*** Record set ***
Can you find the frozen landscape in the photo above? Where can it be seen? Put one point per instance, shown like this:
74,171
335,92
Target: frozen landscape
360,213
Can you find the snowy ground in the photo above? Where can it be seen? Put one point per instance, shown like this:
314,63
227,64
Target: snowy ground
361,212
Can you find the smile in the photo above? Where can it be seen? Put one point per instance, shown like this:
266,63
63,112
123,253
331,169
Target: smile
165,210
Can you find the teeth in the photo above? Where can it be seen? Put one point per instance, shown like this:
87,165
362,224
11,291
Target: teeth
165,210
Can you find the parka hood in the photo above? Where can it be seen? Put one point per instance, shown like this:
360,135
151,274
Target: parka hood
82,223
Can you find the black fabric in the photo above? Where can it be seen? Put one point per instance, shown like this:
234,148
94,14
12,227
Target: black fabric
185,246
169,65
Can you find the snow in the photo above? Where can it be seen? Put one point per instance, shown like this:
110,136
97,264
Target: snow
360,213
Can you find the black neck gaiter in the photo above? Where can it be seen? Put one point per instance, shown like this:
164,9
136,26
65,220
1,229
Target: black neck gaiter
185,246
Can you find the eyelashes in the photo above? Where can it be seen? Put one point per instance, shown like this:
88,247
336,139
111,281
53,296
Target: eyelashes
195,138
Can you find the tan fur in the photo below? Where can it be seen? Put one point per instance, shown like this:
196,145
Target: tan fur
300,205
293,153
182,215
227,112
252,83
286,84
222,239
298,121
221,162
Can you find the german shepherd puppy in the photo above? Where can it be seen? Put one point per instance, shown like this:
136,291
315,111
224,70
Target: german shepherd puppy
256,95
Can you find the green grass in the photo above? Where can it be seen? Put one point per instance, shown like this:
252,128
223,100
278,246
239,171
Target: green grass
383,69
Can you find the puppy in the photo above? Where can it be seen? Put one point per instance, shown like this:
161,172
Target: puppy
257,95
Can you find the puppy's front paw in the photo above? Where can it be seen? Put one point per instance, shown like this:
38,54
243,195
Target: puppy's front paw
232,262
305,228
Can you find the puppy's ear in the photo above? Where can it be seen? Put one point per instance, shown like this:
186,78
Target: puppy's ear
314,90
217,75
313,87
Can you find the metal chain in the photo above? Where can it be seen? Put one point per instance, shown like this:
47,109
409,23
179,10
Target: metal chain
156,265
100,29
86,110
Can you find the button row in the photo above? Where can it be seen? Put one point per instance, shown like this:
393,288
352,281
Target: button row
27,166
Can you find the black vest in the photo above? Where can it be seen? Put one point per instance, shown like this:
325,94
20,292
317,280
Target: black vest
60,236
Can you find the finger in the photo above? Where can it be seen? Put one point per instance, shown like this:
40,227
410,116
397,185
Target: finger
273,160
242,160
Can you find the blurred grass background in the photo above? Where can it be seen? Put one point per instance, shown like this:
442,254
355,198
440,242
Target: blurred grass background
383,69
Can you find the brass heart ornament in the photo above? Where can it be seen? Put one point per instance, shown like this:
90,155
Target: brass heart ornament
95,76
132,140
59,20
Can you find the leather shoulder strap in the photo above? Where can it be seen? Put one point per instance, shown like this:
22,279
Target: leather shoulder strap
*** End of Record set ***
■ **The task**
For each line above that holds the string "shoulder", provide a copy of that line.

■ **Result for this task**
Can you find the leather shoulder strap in the photo above? Where can it be seen? Put one point per instance, shown like this:
Target: leather shoulder strap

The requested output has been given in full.